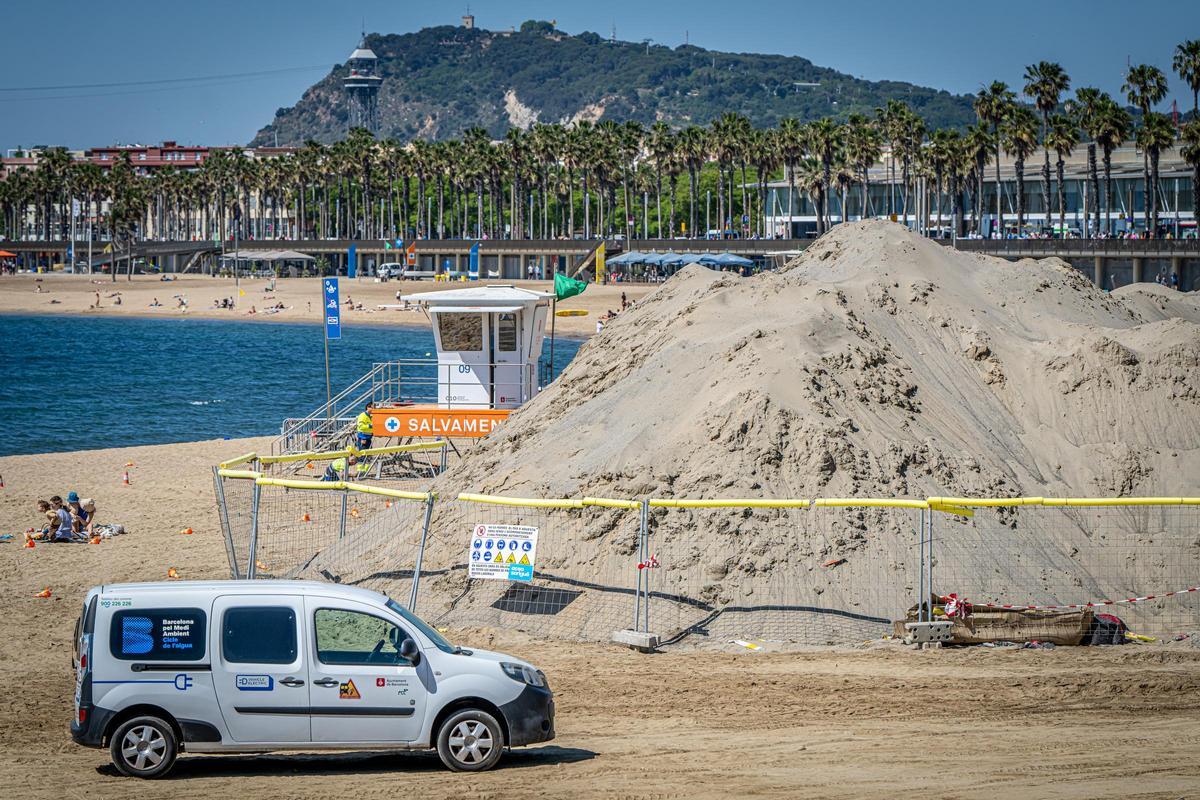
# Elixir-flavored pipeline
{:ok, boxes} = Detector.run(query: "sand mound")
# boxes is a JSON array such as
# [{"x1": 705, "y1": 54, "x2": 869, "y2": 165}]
[{"x1": 319, "y1": 222, "x2": 1200, "y2": 642}]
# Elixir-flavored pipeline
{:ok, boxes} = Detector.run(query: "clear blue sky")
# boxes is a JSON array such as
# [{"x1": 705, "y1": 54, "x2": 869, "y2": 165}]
[{"x1": 0, "y1": 0, "x2": 1200, "y2": 150}]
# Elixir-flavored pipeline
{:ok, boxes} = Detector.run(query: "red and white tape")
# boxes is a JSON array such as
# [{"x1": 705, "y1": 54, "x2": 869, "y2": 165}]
[{"x1": 967, "y1": 587, "x2": 1200, "y2": 610}]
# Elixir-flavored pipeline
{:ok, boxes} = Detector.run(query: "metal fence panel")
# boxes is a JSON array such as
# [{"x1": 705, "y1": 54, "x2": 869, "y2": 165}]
[
  {"x1": 646, "y1": 507, "x2": 919, "y2": 645},
  {"x1": 934, "y1": 505, "x2": 1200, "y2": 637},
  {"x1": 419, "y1": 500, "x2": 640, "y2": 640}
]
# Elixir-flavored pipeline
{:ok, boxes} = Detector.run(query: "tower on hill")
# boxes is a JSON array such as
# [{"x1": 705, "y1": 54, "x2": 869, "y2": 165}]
[{"x1": 342, "y1": 34, "x2": 383, "y2": 133}]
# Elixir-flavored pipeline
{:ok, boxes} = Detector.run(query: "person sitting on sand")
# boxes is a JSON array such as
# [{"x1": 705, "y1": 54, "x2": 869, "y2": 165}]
[
  {"x1": 354, "y1": 403, "x2": 374, "y2": 450},
  {"x1": 67, "y1": 492, "x2": 96, "y2": 539},
  {"x1": 50, "y1": 494, "x2": 74, "y2": 542}
]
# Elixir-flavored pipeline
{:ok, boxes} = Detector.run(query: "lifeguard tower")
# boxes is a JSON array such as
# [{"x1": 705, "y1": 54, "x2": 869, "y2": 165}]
[
  {"x1": 271, "y1": 285, "x2": 553, "y2": 453},
  {"x1": 372, "y1": 285, "x2": 553, "y2": 438}
]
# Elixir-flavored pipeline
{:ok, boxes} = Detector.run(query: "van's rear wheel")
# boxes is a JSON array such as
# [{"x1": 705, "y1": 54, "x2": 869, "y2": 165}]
[
  {"x1": 438, "y1": 709, "x2": 504, "y2": 772},
  {"x1": 108, "y1": 716, "x2": 179, "y2": 778}
]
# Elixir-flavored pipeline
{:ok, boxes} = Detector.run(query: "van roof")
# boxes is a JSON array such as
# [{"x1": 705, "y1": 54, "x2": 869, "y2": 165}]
[{"x1": 96, "y1": 581, "x2": 386, "y2": 602}]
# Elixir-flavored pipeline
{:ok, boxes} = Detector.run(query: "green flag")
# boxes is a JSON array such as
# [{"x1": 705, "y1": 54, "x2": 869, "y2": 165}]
[{"x1": 554, "y1": 272, "x2": 588, "y2": 300}]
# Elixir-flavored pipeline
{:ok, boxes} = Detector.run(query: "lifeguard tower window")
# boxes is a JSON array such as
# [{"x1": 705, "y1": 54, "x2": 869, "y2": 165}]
[
  {"x1": 434, "y1": 314, "x2": 484, "y2": 353},
  {"x1": 496, "y1": 314, "x2": 517, "y2": 353}
]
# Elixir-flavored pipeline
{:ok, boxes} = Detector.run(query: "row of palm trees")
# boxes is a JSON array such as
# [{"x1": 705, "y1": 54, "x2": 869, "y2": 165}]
[{"x1": 7, "y1": 40, "x2": 1200, "y2": 247}]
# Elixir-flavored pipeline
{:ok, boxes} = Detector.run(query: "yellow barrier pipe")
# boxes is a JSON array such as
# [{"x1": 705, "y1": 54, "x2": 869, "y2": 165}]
[
  {"x1": 217, "y1": 469, "x2": 263, "y2": 480},
  {"x1": 583, "y1": 498, "x2": 642, "y2": 509},
  {"x1": 650, "y1": 498, "x2": 811, "y2": 509},
  {"x1": 217, "y1": 452, "x2": 258, "y2": 469},
  {"x1": 458, "y1": 492, "x2": 583, "y2": 509},
  {"x1": 812, "y1": 498, "x2": 929, "y2": 509},
  {"x1": 344, "y1": 483, "x2": 430, "y2": 500}
]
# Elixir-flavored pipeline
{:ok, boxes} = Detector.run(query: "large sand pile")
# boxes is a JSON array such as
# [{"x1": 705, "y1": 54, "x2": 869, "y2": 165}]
[{"x1": 319, "y1": 222, "x2": 1200, "y2": 639}]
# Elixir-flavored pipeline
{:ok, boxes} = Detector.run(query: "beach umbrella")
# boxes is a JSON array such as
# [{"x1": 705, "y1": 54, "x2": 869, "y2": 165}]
[{"x1": 716, "y1": 253, "x2": 754, "y2": 266}]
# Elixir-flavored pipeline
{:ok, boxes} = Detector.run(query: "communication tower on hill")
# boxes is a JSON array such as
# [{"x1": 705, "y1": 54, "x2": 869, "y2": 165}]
[{"x1": 342, "y1": 34, "x2": 383, "y2": 133}]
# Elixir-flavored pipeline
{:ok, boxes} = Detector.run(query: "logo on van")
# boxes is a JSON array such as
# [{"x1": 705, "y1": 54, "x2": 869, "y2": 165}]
[{"x1": 233, "y1": 675, "x2": 275, "y2": 692}]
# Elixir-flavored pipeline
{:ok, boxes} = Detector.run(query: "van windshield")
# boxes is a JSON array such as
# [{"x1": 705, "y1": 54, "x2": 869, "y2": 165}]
[{"x1": 388, "y1": 597, "x2": 458, "y2": 652}]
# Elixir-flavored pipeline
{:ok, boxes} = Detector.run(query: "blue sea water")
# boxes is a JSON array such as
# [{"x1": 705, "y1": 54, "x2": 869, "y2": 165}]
[{"x1": 0, "y1": 315, "x2": 582, "y2": 456}]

Stated goal
Count the lines in the entries above that contain the string "sand" and give only that number.

Answer for the task
3